Te ondernemen stappen –
a – Stemmen de volgende uitspraken overeen met de tekst over Neesken de Greef? Antwoord per uitspraak met ja of nee en citeer de woorden uit de tekst die de doorslag geven. (i) Neesken de Greef was sinds 1564 lidmaat van de geheime gemeente in 's-Hertogenbosch. (ii) Neesken de Greef ontving voor haar dood het laatste sacrament. (iii) Haar lichaam werd op een kar naar de Markt gebracht.
b – Waar woonde Neesken de Greef volgens de tekst over haar toen zij in 1582 overleed?

Neesken de Greef woonde bij haar overlijden in 1582 in de Ooijevaar, tegenover de Predikheerenpoort. Zij was lidmaat van de geheime gemeente van Christus in 's-Hertogenbosch sedert 1564. Zij was één van de weinigen die na de woelige godsdiensttwisten, in de stad gebleven was. In 1582, zij was toen ruim 80-jaar oud, werd zij ernstig ziek. Toen de verschijnselen verergerden, werd dit opgemerkt door haar buren. Zij brachten direct de plebaan van Sint-Jan, Gijsbertus Masius (de latere bisschop) hiervan op de hoogte. Toen deze dit vernomen had spoedde hij zich direct naar de zieke vrouw en nam een hostie mee. Aangekomen bij haar ziekbed zei hij tot haar:
"Gij moet zeker geloven dat deze hostie uwe Heere God en God is, met vleesch en bloed, zooals Hij aan het kruishout heeft gehangen". De zieke antwoordde daarop: "Ga weg van mij, ik heb een levende God in den Hemel die mij zal zalig maken".
Zij wilde niet meer naar de geestelijke luisteren en is overleden zonder het laatste sacrament der katholieken te willen ontvangen.De plebaan was hierover uiterst ontstemd en heeft zich hierover beklaagd bij de stedelijke autoriteiten. Verder wist hij dit gebeuren zo op te kloppen dat de opperschout zich spoorslags met zijn dienaren naar de woning van Neesken begaf. Volgens de overleveringen hebben zij een opening onder de dorpel van het huis gegraven, het lichaam van het bed gesleept en dit onder de dorpel door naar buiten gesleurd. Waarschijnlijk is dit zo gebeurd om het privilege dat men de woning van een ander niet mag betreden zonder toestemming, niet te schenden. Buiten is het lichaam op een kar naar de Markt gesleept waar:
"... zij een kuil groeven en daarin op zeer schandelijk en verachtelijke wijze het bewuste lijk wierpen ... in weerwil van deze wrede en goddeloze daad werd de geestelijke Masius, omdat hij het Rooms Katholicisme zoo handhaafde en voorstond, door de geestelijkheid van Den Bosch tot bisschop verheven".

Brongegevens –
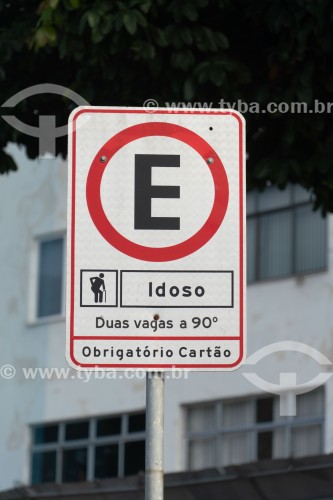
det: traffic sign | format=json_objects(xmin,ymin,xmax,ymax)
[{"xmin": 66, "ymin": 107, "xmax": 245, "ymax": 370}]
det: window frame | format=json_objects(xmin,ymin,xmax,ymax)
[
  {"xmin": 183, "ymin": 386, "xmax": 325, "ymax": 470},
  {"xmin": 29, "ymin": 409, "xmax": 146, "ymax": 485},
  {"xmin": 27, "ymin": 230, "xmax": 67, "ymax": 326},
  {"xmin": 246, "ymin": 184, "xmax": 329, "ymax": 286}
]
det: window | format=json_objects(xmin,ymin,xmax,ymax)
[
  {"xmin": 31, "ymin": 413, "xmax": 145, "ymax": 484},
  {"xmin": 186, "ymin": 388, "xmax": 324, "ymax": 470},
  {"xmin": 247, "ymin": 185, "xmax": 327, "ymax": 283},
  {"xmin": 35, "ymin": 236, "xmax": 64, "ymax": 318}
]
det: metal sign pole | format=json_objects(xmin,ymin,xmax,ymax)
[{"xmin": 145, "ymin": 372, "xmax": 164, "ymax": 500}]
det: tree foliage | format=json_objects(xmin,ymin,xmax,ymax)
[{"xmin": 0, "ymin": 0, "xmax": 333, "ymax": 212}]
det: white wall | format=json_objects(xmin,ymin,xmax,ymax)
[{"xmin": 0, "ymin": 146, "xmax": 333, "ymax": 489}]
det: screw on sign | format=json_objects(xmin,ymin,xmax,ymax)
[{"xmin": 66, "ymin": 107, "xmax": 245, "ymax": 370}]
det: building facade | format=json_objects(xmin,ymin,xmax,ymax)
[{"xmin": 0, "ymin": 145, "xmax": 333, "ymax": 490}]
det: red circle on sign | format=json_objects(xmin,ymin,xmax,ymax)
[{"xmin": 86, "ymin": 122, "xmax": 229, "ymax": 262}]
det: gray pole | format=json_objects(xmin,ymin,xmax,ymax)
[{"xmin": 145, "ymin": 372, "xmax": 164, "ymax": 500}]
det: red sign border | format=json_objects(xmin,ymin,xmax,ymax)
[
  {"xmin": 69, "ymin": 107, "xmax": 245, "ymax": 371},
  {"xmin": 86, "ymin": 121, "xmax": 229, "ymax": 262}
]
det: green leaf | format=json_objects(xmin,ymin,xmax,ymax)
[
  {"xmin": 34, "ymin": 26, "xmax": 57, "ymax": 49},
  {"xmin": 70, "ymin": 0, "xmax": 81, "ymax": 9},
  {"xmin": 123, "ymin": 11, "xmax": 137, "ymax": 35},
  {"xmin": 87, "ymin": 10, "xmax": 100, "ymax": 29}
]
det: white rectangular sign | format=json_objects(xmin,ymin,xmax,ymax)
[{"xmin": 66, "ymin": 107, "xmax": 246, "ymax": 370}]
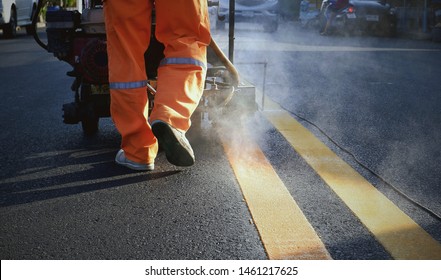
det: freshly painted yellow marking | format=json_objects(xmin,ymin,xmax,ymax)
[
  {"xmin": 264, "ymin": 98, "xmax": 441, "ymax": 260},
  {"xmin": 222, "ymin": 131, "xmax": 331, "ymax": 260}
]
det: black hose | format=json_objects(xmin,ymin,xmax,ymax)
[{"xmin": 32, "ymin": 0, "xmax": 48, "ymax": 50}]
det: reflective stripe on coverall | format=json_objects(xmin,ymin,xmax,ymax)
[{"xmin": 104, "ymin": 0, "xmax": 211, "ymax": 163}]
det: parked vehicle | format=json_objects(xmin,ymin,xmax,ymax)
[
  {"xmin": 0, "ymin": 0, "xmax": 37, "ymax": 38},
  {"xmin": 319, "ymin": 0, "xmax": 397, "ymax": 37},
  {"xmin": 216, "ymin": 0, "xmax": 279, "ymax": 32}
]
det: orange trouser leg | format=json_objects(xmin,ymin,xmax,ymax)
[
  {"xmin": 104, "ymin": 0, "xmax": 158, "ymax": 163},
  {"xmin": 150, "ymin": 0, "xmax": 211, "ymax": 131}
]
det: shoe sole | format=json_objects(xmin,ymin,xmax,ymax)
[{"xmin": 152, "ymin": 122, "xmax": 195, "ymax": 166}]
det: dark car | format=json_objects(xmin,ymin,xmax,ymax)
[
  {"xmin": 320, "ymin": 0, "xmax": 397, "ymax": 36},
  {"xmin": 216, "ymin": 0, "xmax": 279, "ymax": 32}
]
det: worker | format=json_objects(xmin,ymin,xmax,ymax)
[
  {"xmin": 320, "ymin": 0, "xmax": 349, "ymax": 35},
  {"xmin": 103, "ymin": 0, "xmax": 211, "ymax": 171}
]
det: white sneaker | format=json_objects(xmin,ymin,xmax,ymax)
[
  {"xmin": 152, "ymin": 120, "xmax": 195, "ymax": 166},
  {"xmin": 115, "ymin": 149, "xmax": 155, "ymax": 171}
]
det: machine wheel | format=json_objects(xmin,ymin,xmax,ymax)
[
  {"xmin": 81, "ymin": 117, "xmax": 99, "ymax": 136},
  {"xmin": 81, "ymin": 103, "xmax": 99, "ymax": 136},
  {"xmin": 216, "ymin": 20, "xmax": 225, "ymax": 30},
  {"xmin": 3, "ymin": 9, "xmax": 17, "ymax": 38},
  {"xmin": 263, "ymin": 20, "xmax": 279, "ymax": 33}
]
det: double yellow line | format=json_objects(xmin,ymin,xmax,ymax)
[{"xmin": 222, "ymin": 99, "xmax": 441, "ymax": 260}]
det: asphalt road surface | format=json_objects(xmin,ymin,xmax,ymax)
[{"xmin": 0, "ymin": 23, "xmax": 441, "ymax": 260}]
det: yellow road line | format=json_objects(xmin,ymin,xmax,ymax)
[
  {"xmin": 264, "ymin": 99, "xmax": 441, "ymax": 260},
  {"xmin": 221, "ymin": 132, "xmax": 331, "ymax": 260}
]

Resultaten per taak –
a –
(i) Ja: "Zij was lidmaat van de geheime gemeente van Christus in 's-Hertogenbosch sedert 1564."
(ii) Nee: "is overleden zonder het laatste sacrament der katholieken te willen ontvangen."
(iii) Ja: "Buiten is het lichaam op een kar naar de Markt gesleept"

b – In de Ooijevaar, tegenover de Predikheerenpoort.